▶ [Given task]
Which lines in the data below contain the string "vertical", matching case exactly? Pick out each one and copy it in full.

▶ [Entries supplied]
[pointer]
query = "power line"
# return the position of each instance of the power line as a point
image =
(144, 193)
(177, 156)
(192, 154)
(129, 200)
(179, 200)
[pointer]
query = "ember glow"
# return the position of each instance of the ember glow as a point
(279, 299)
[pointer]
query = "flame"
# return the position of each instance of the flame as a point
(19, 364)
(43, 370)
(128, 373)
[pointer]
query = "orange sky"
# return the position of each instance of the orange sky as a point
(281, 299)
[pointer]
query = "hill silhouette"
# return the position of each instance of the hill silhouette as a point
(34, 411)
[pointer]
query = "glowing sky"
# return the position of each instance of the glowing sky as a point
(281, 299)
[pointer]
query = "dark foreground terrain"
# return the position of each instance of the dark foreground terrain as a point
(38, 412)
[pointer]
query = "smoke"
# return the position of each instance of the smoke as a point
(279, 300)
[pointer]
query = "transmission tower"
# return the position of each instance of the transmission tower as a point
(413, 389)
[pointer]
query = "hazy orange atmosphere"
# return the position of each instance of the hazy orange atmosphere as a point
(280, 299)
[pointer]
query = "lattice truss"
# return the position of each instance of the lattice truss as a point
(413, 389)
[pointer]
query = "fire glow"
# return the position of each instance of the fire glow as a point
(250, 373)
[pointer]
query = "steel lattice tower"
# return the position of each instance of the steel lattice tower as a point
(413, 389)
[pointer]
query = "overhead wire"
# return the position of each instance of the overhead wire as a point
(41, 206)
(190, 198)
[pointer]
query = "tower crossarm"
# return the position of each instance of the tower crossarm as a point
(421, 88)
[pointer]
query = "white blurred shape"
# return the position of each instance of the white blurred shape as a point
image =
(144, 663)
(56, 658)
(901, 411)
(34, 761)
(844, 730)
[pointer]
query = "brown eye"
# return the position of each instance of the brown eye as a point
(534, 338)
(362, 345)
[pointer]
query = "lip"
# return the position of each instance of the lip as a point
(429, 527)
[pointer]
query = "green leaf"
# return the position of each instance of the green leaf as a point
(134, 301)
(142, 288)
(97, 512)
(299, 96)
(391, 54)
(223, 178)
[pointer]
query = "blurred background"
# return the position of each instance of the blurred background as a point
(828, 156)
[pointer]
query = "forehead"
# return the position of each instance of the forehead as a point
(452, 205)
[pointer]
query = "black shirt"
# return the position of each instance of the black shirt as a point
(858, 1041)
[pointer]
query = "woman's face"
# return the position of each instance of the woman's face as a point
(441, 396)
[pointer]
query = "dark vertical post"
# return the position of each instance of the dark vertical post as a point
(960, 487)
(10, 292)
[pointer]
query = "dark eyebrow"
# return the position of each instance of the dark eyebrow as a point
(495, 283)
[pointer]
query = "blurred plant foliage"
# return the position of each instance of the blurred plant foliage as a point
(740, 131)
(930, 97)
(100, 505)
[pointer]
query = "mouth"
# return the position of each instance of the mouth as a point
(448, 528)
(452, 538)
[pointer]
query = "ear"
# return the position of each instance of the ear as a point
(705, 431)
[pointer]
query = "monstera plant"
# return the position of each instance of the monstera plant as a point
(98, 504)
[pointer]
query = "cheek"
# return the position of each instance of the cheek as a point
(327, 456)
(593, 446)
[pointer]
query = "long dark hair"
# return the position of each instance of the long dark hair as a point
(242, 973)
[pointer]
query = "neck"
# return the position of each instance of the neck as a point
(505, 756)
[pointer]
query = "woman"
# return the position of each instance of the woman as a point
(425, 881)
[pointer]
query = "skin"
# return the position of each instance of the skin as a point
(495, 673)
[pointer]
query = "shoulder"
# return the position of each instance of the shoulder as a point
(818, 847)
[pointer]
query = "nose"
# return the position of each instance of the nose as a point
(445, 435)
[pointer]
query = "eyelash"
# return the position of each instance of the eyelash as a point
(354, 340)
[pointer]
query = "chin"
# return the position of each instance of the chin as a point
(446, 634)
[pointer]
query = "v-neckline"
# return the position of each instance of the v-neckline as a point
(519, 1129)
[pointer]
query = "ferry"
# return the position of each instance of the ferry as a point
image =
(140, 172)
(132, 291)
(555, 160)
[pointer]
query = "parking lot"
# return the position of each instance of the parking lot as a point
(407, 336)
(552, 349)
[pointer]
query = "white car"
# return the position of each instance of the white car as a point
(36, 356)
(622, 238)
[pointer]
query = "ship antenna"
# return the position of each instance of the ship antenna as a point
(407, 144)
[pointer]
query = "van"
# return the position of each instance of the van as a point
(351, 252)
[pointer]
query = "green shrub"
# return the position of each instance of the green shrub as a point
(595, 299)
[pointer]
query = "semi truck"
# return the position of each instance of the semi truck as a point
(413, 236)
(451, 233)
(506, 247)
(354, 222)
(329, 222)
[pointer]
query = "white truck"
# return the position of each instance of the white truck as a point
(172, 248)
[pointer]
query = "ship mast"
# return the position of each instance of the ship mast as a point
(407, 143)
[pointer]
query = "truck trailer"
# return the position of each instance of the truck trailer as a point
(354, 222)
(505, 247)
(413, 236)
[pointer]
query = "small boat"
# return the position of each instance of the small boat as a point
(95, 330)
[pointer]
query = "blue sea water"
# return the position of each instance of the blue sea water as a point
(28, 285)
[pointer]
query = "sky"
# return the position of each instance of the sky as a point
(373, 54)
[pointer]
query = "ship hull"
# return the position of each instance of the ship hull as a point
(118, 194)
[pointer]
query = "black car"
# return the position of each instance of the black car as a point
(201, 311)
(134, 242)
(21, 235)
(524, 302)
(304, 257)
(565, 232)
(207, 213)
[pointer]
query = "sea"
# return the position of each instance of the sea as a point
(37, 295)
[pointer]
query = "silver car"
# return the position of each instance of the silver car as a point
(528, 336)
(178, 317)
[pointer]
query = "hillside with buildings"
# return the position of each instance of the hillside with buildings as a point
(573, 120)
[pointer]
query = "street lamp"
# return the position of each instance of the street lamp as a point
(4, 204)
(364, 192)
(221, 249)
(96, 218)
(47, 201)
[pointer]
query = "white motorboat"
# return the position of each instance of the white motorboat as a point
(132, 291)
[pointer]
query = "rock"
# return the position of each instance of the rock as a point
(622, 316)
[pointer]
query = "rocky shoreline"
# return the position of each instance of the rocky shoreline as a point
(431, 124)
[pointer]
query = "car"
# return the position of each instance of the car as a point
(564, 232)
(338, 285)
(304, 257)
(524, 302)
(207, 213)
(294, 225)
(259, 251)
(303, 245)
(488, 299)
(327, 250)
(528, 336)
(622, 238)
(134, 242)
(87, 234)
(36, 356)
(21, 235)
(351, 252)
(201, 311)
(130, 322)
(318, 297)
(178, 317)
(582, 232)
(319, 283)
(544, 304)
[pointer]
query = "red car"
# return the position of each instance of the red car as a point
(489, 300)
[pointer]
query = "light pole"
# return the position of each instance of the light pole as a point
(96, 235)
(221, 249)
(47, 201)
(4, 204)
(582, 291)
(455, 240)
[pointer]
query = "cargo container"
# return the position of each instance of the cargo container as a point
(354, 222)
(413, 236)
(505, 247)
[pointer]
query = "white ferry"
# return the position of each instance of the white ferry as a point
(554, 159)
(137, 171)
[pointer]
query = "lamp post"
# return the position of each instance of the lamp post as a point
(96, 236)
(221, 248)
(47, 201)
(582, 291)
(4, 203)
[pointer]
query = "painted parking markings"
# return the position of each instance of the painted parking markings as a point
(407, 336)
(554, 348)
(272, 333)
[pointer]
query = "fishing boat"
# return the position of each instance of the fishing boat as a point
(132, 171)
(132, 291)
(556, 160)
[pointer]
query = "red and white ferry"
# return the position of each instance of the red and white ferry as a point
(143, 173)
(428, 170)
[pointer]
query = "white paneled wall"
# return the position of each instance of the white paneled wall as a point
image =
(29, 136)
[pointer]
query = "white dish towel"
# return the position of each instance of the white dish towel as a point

▶ [Solution for this problem]
query = "dark vertical post"
# return the position of each instance of the dark vertical post as a point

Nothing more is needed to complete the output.